#### WHAT YOU NEED TO DO
Set out every line of the records below as a numbered list, omitting blank lines.

----

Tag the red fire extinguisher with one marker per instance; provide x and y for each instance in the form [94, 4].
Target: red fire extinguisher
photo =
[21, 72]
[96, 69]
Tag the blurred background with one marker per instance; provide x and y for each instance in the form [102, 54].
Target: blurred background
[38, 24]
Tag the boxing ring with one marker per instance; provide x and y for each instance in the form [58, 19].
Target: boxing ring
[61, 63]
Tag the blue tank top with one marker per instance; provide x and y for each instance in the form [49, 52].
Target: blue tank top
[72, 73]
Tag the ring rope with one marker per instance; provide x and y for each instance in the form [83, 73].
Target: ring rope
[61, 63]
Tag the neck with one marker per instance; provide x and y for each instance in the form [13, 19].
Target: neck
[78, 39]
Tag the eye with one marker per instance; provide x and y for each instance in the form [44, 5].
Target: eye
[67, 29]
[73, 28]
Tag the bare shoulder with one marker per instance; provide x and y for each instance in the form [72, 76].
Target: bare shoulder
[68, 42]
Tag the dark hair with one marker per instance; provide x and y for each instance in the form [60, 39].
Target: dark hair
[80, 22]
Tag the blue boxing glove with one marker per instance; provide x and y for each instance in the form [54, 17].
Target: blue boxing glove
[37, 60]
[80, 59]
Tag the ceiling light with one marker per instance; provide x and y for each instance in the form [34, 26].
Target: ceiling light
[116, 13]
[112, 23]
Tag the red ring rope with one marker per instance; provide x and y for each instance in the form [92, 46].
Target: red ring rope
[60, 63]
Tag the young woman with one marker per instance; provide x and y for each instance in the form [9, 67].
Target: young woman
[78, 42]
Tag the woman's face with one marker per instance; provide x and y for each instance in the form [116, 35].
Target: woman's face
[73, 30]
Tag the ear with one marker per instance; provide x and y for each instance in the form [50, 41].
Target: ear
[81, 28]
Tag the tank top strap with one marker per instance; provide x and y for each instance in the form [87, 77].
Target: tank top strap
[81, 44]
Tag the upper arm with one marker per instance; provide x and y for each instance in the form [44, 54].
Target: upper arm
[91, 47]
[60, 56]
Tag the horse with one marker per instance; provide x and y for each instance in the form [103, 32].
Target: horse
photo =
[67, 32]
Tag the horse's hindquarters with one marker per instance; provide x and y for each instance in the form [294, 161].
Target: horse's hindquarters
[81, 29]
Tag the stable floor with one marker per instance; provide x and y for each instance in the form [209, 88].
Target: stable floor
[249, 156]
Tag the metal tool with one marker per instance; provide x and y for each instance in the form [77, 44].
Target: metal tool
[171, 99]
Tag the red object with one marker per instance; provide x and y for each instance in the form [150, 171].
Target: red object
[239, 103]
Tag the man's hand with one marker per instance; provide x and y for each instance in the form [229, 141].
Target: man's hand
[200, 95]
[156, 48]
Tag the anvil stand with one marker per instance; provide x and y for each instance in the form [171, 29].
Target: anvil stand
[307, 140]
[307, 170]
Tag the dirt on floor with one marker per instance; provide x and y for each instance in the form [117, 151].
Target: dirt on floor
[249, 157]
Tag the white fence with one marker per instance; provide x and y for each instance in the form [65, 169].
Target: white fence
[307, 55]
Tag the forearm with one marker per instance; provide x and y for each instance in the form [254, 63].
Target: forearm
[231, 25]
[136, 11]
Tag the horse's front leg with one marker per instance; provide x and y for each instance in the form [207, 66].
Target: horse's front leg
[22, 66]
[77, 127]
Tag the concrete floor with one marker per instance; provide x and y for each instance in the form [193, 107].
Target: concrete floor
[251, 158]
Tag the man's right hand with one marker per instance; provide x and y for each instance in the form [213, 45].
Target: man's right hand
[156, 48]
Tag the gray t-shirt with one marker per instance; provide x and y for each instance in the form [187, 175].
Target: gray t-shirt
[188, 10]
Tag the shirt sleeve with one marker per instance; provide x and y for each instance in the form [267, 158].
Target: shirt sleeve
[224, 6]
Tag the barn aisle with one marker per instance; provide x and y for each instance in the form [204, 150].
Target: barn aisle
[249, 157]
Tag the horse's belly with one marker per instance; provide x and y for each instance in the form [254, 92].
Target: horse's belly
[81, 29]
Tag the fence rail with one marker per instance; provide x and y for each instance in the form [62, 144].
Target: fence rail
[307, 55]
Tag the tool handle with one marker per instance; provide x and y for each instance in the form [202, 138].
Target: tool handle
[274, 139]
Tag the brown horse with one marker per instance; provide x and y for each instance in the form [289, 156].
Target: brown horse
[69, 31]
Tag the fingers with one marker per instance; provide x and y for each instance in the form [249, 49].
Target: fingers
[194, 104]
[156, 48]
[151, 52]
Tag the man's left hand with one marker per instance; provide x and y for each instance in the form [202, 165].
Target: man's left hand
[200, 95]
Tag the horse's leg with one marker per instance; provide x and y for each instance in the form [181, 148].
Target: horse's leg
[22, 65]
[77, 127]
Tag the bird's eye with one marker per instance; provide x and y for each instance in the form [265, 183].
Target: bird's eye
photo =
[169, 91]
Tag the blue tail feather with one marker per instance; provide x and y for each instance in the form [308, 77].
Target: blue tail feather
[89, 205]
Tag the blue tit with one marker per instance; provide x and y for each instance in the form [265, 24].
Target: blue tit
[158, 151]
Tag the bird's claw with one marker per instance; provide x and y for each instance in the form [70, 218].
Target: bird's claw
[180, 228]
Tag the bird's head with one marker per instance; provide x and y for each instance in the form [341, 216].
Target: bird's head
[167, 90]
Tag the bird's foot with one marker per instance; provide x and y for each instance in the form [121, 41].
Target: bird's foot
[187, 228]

----

#### OUTPUT
1. Tag the red fire extinguisher with one marker per instance; provide x and y for each instance in the form [94, 4].
2. Target: red fire extinguisher
3. photo =
4. [21, 72]
5. [96, 69]
6. Tag the blurred background with one marker per instance; provide x and y for each instance in the form [102, 54].
7. Target: blurred background
8. [38, 24]
9. Tag the boxing ring with one marker per instance; provide x and y for each instance in the form [58, 19].
10. Target: boxing ring
11. [61, 63]
12. Tag the blue tank top with one marker per instance; provide x and y for each instance in the form [49, 52].
13. Target: blue tank top
14. [72, 73]
15. Tag the ring rope with one marker per instance; provide x and y for each instance in the form [83, 73].
16. Target: ring rope
17. [61, 63]
18. Tag the neck with one marker per instance; provide x and y for each instance in the form [13, 19].
19. Target: neck
20. [78, 39]
21. Tag the eye with one marker per instance; provide x and y for each instance in the form [44, 5].
22. Target: eye
23. [67, 29]
24. [73, 28]
25. Tag the bare shoulder with one marker per instance; provide x and y for each instance in the form [72, 76].
26. Target: bare shoulder
27. [68, 42]
28. Tag the dark hair with one marker per instance; provide x and y for each instance in the form [60, 39].
29. Target: dark hair
30. [80, 22]
31. Tag the blue boxing glove with one marker per instance; provide x and y for each instance in the form [54, 17].
32. Target: blue boxing glove
33. [37, 60]
34. [80, 59]
35. Tag the ceiling light with one marker per instance; provide x and y for each instance in the form [34, 26].
36. Target: ceiling light
37. [116, 13]
38. [112, 23]
39. Tag the red ring rope with one marker per instance; provide x and y for each instance in the form [92, 46].
40. Target: red ring rope
41. [60, 63]
42. Tag the young woman with one marker per instance; provide x and y for each instance in the form [9, 67].
43. Target: young woman
44. [78, 42]
45. Tag the woman's face with one marker per instance; provide x and y for each instance in the form [116, 35].
46. Target: woman's face
47. [73, 30]
48. Tag the ear with one marker per instance; provide x and y for each instance in the form [50, 41].
49. Target: ear
50. [81, 28]
51. Tag the tank top strap with one marker per instance; provide x and y for each instance in the form [87, 77].
52. Target: tank top strap
53. [81, 44]
54. Tag the upper arm with one marker per instance; provide x and y for each instance in the form [44, 54].
55. Target: upper arm
56. [91, 47]
57. [60, 56]
58. Tag the horse with one marker per instance; provide x and y for each instance in the form [103, 32].
59. Target: horse
60. photo =
61. [67, 32]
62. Tag the horse's hindquarters with one marker per instance; provide x and y for each instance in the form [294, 161].
63. Target: horse's hindquarters
64. [81, 29]
65. Tag the stable floor with one marker per instance; provide x and y for each instance in the form [209, 88].
66. Target: stable floor
67. [249, 156]
68. Tag the metal tool with one marker per instance; provide x and y for each instance in the form [77, 44].
69. Target: metal tool
70. [171, 99]
71. Tag the red object with one marker per instance; provide x and y for each instance in the form [150, 171].
72. Target: red object
73. [239, 103]
74. Tag the man's hand with one marker per instance; provide x and y for each instance in the form [229, 141].
75. Target: man's hand
76. [200, 95]
77. [156, 48]
78. Tag the anvil stand with one marker per instance; provide x and y for each instance in the form [171, 29].
79. Target: anvil stand
80. [307, 140]
81. [307, 170]
82. Tag the dirt on floor with one marker per instance; provide x and y for each instance in the form [117, 151].
83. Target: dirt on floor
84. [249, 157]
85. Tag the white fence with one marker per instance; provide x and y for each instance in the form [65, 169].
86. Target: white fence
87. [307, 55]
88. Tag the forearm with one marker per instance; provide x and y for each instance in the form [254, 63].
89. Target: forearm
90. [231, 25]
91. [136, 11]
92. Tag the horse's front leg with one marker per instance; provide x and y for each instance in the form [207, 66].
93. Target: horse's front leg
94. [22, 66]
95. [77, 127]
96. Tag the concrete floor with one marker per instance; provide x and y for each instance in the form [193, 107].
97. Target: concrete floor
98. [251, 158]
99. Tag the man's right hand with one marker per instance; provide x and y for each instance in the form [213, 45].
100. Target: man's right hand
101. [156, 48]
102. Tag the gray t-shirt with one marker per instance; provide x and y for each instance in the form [187, 175].
103. Target: gray t-shirt
104. [188, 10]
105. Tag the shirt sleeve with one marker per instance; provide x and y for each instance in the form [267, 158].
106. Target: shirt sleeve
107. [224, 6]
108. Tag the barn aisle with one marker per instance; provide x and y for each instance in the form [204, 150].
109. Target: barn aisle
110. [249, 157]
111. Tag the horse's belly with one marker per instance; provide x and y for each instance in the form [254, 92].
112. Target: horse's belly
113. [81, 29]
114. Tag the fence rail with one marker per instance; provide x and y for each instance in the form [62, 144].
115. Target: fence rail
116. [307, 55]
117. Tag the tool handle with one marker per instance; provide x and y for each instance in the form [202, 138].
118. Target: tool handle
119. [274, 139]
120. Tag the brown horse with one marker per instance; provide x and y for each instance in the form [289, 156].
121. Target: brown horse
122. [69, 31]
123. Tag the fingers with one marker per instance; provide x and y for each instance in the form [249, 49].
124. Target: fingers
125. [194, 104]
126. [156, 48]
127. [151, 52]
128. Tag the man's left hand with one marker per instance; provide x and y for each instance in the form [202, 165].
129. Target: man's left hand
130. [200, 95]
131. Tag the horse's leg with one marker per instance; provide x and y for each instance in the form [181, 148].
132. Target: horse's leg
133. [22, 65]
134. [77, 127]
135. Tag the bird's eye with one marker per instance; provide x and y for each instance in the form [265, 183].
136. Target: bird's eye
137. photo =
138. [169, 91]
139. Tag the blue tail feather with one marker per instance; provide x and y for each instance in the form [308, 77].
140. Target: blue tail feather
141. [89, 205]
142. Tag the blue tit with one marker per instance; provide x and y for each instance in the form [265, 24].
143. Target: blue tit
144. [158, 151]
145. Tag the bird's claw with one marker per instance; provide x and y for each instance in the form [70, 218].
146. Target: bird's claw
147. [180, 228]
148. Tag the bird's head with one marker per instance; provide x and y for each instance in the form [341, 216].
149. Target: bird's head
150. [167, 90]
151. Tag the bird's foot with one marker per instance; provide x and y for each instance in the form [121, 41].
152. Target: bird's foot
153. [187, 228]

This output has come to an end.